WHAT TO PRODUCE
Pull out each line of the entries below that contains the word "positive", and copy it whole. Only matches in the same case count.

PROVIDED INFORMATION

* * *

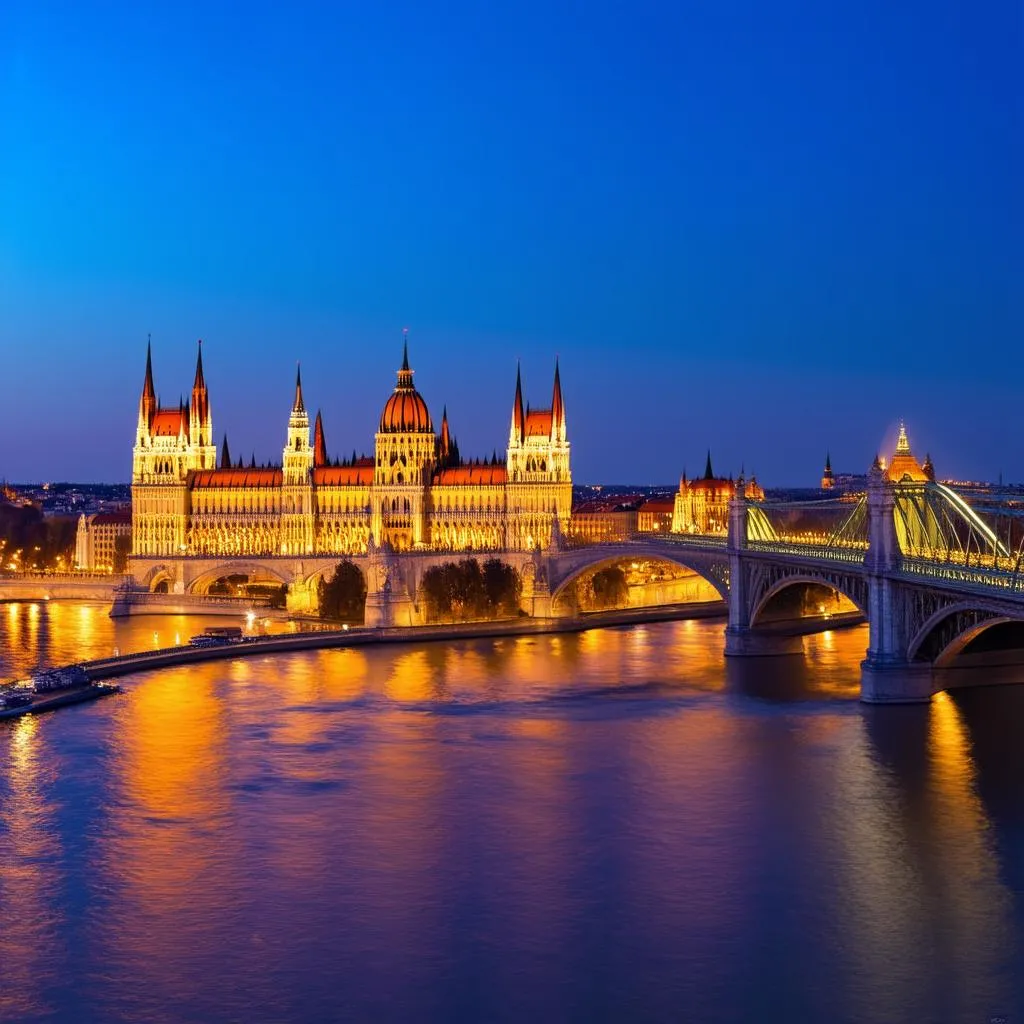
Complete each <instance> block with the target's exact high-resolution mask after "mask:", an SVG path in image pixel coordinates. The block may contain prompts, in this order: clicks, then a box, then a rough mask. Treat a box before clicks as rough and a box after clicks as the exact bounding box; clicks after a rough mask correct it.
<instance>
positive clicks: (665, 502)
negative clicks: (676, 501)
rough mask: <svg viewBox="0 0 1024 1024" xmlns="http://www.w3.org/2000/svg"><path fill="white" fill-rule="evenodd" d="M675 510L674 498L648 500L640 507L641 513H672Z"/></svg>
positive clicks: (653, 498) (664, 498) (674, 502)
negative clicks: (643, 512) (644, 512)
mask: <svg viewBox="0 0 1024 1024" xmlns="http://www.w3.org/2000/svg"><path fill="white" fill-rule="evenodd" d="M675 510H676V500H675V499H674V498H648V499H647V501H645V502H644V503H643V505H641V506H640V511H641V512H674V511H675Z"/></svg>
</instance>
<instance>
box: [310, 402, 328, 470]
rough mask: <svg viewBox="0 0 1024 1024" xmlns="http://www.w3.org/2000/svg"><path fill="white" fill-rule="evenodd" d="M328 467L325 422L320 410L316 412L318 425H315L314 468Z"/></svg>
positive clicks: (313, 442)
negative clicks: (324, 436) (319, 414)
mask: <svg viewBox="0 0 1024 1024" xmlns="http://www.w3.org/2000/svg"><path fill="white" fill-rule="evenodd" d="M326 465H327V441H326V440H325V439H324V420H323V419H322V418H321V415H319V410H318V409H317V410H316V423H315V424H314V425H313V466H316V467H319V466H326Z"/></svg>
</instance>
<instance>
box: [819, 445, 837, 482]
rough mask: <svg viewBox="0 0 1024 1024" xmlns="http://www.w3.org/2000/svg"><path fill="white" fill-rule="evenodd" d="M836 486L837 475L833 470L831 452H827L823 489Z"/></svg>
mask: <svg viewBox="0 0 1024 1024" xmlns="http://www.w3.org/2000/svg"><path fill="white" fill-rule="evenodd" d="M835 486H836V475H835V474H834V473H833V471H831V453H829V452H826V453H825V468H824V470H823V471H822V473H821V489H822V490H831V489H833V487H835Z"/></svg>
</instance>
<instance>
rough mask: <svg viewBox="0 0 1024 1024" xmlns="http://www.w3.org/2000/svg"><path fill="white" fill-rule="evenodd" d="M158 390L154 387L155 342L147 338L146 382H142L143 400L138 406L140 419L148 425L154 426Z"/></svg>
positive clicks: (142, 397)
mask: <svg viewBox="0 0 1024 1024" xmlns="http://www.w3.org/2000/svg"><path fill="white" fill-rule="evenodd" d="M158 404H159V403H158V401H157V389H156V388H155V387H154V386H153V341H152V339H151V337H150V335H146V336H145V380H144V381H143V382H142V398H141V400H140V401H139V406H138V415H139V418H140V419H141V418H144V419H145V422H146V424H147V425H148V424H152V422H153V416H154V413H156V412H157V406H158Z"/></svg>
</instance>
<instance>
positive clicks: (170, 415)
mask: <svg viewBox="0 0 1024 1024" xmlns="http://www.w3.org/2000/svg"><path fill="white" fill-rule="evenodd" d="M182 427H184V430H185V433H187V432H188V419H187V417H186V416H185V414H184V413H183V412H182V411H181V410H180V409H158V410H157V412H156V413H155V414H154V416H153V430H152V432H153V433H154V434H156V435H157V436H158V437H177V436H178V434H179V433H180V431H181V428H182Z"/></svg>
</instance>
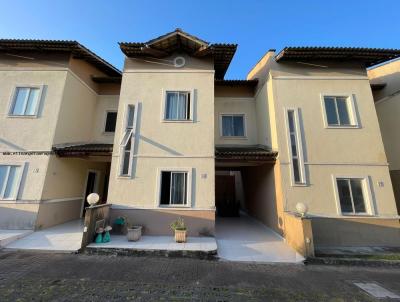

* * *

PROBLEM SOLUTION
positive clicks: (665, 502)
positive clicks: (653, 498) (664, 498) (674, 502)
positive clicks: (313, 442)
positive clicks: (142, 397)
positive clicks: (170, 415)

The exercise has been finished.